- _PASSAGE PROVIDED_:

Depth | Author | TaxDAO& Precision Fund Services
As a globally renowned offshore financial center, the Cayman Islands is also the largest offshore fund establishment location in the world, with over 85% of offshore funds registered in the Cayman Islands. Additionally, the Cayman Islands provides very favorable tax policies, where funds in the Cayman Islands are not required to pay income tax, capital gains tax, dividend tax, etc. It has also signed tax information exchange agreements with countries such as the United Kingdom, the United States, and Australia. According to data from the Cayman Islands Monetary Authority (CIMA), as of the end of 2020, there were a total of 26,351 regulated open-ended funds and 9,857 regulated closed-ended funds in the Cayman Islands, with the total assets of these funds exceeding two trillion US dollars. There are countless exempted regulated funds established in the Cayman Islands.
Establishing funds in the Cayman Islands has become an important method for cross-border investment, and setting up private equity funds for digital asset investment is also gradually favored by Web3 investors. This article mainly introduces three typical structures for setting up offshore funds in the Cayman Islands for investment, and analyzes the tax risks designed under the LP (limited partnership) structure.
1 Three Typical Organizational Forms of Cayman Funds
There are several typical organizational forms for exempted regulated funds in the Cayman Islands, including Exempted Company (EC) and Exempted Limited Partnership (ELP). This article first selects three typical fund structures for analysis.
1.1 Stand-Alone Fund Structure
In a stand-alone fund, there are two entities, with the fund entity usually established in the form of an exempted limited partnership, and the investment team subscribing to the participating shares of the fund (with dividend rights but no voting rights). At the same time, the investment team establishes a fund management company in the British Virgin Islands (BVI) as the managing shareholder of the fund (not participating in dividends but having the right to vote at shareholder meetings). The rights for the daily decision-making and operation of the fund are held by the fund board of directors appointed by the investment team.

- _WHAT IS EXPECTED_: Pick up the article on Cayman Islands fund structures after its last sentence and carry it forward. The data that comes next is separate material and is not part of the article on Cayman Islands funds.

- _SOURCE DATA_:

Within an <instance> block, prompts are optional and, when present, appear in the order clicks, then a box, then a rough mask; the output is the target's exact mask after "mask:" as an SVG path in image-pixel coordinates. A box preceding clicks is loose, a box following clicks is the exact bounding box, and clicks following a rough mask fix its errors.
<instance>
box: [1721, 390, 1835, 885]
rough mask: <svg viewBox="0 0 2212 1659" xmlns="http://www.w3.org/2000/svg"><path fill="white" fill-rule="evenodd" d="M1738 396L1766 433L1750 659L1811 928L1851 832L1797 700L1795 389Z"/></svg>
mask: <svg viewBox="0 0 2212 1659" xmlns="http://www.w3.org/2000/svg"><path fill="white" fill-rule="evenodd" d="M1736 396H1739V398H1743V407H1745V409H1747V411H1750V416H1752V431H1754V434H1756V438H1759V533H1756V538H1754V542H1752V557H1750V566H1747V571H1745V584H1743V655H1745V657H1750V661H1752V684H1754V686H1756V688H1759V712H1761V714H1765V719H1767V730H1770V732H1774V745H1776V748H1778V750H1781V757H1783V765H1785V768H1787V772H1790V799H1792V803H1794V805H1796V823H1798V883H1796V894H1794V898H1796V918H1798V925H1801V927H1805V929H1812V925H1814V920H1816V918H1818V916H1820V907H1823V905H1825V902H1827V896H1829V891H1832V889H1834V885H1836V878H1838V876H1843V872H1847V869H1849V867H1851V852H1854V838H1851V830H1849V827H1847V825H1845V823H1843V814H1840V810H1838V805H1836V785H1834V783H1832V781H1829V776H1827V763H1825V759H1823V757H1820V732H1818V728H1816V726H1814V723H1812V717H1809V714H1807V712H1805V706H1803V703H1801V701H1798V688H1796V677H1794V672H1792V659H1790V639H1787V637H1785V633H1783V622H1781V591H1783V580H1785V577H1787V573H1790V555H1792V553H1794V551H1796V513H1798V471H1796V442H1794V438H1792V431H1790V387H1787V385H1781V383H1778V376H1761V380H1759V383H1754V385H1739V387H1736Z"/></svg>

- _EXERCISE RESULT_:
1.2 Segregated Portfolio Company (SPC) Structure
The Segregated Portfolio Company (SPC) is a special case within the EC structure and is a unique form under Cayman law. In the SPC structure, the SPC, as an exempted entity, can establish up to 25 independent investment portfolios (Segregated Portfolios, SP), and the assets and liabilities between these investment portfolios are completely independent. Operating multiple different funds under the SPC has a similar effect to establishing multiple stand-alone funds, making the SPC more cost-effective. The specific SPC structure is shown in the following figure.
1.3 Exempted Limited Partnership (ELP) Structure
The ELP structure is mainly divided into three steps. First, investors establish a GP (general partner) company in the Cayman Islands/BVI as the general partner of the ELP. Second, individual investors, the GP company established in the first step, and the GP team jointly hold the investment entity SLP (limited partner) to form the ELP fund entity. Then, the ELP establishes an SPV (special purpose vehicle) to conduct investment business. The GP has management and control rights over the ELP fund affairs, responsible for the operation, management, control, and conduct of the fund business.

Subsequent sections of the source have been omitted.